[Source data]
>>>>

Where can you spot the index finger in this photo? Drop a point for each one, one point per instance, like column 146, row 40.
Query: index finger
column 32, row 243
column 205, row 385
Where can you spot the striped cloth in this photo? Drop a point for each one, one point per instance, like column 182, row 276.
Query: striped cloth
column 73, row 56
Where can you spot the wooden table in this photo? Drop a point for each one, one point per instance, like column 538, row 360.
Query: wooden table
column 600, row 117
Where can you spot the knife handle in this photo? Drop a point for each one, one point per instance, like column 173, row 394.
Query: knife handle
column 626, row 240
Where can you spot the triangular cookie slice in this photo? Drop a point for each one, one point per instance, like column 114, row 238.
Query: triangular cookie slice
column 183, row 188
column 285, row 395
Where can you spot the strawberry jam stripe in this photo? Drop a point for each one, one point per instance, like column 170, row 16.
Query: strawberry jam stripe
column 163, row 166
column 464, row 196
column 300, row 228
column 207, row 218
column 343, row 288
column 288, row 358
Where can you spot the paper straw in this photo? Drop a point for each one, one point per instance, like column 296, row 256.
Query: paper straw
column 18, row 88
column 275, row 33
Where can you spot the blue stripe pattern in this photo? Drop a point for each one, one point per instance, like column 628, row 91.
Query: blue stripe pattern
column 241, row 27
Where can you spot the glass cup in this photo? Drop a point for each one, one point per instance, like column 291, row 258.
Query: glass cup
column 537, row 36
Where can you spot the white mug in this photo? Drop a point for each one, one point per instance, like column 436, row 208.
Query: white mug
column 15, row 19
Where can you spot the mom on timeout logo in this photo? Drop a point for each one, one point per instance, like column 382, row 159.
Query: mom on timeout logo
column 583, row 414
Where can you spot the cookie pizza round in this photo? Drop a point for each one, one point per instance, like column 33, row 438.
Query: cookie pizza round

<<<<

PROMPT: The output should be exactly the lines above from the line containing "Query: knife handle" to the line containing "Where can you spot the white", inclusive, with no other lines.

SOLUTION FOR THIS PROBLEM:
Query: knife handle
column 626, row 240
Where can you spot the triangular cookie slice in this photo? Drop a point for each one, one point per instance, like column 114, row 238.
Query: triangular cookie slice
column 183, row 188
column 285, row 395
Where can you spot the strawberry jam stripe in this photo? Drop a point for each one, one point per instance, like column 170, row 16.
Query: strawberry jam stripe
column 163, row 166
column 464, row 196
column 300, row 228
column 207, row 218
column 343, row 288
column 288, row 358
Where can you spot the paper straw in this photo? Drop a point for each one, one point per instance, like column 296, row 256.
Query: paper straw
column 18, row 88
column 275, row 33
Where can you spot the blue stripe pattern in this photo? Drop a point for each one, one point per instance, like column 628, row 91.
Query: blue stripe pattern
column 241, row 27
Where can you spot the glass cup in this photo? Drop a point for each one, one point per instance, like column 291, row 258.
Query: glass cup
column 537, row 36
Where can you spot the white mug in this photo? Drop a point for each one, one point per instance, like column 436, row 208.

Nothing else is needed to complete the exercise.